Your task is to copy each line of the listing that contains the word "queried".

=-=-=-=-=

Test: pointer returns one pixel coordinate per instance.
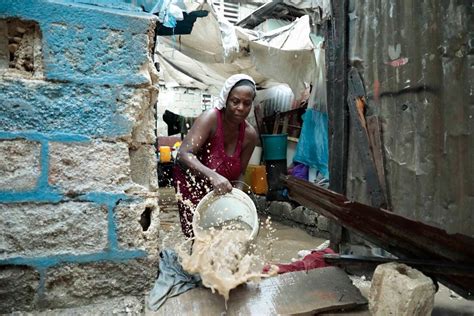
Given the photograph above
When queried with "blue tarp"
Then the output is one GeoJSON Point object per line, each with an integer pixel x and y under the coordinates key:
{"type": "Point", "coordinates": [312, 148]}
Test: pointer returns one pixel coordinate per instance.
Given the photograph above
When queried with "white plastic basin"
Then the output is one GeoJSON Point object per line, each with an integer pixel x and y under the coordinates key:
{"type": "Point", "coordinates": [214, 210]}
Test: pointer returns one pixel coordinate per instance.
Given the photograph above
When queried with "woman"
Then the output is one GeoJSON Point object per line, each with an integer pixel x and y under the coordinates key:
{"type": "Point", "coordinates": [217, 148]}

=-=-=-=-=

**TASK OUTPUT:**
When queried with "blue tarp"
When queried with "white plastic basin"
When queried with "woman"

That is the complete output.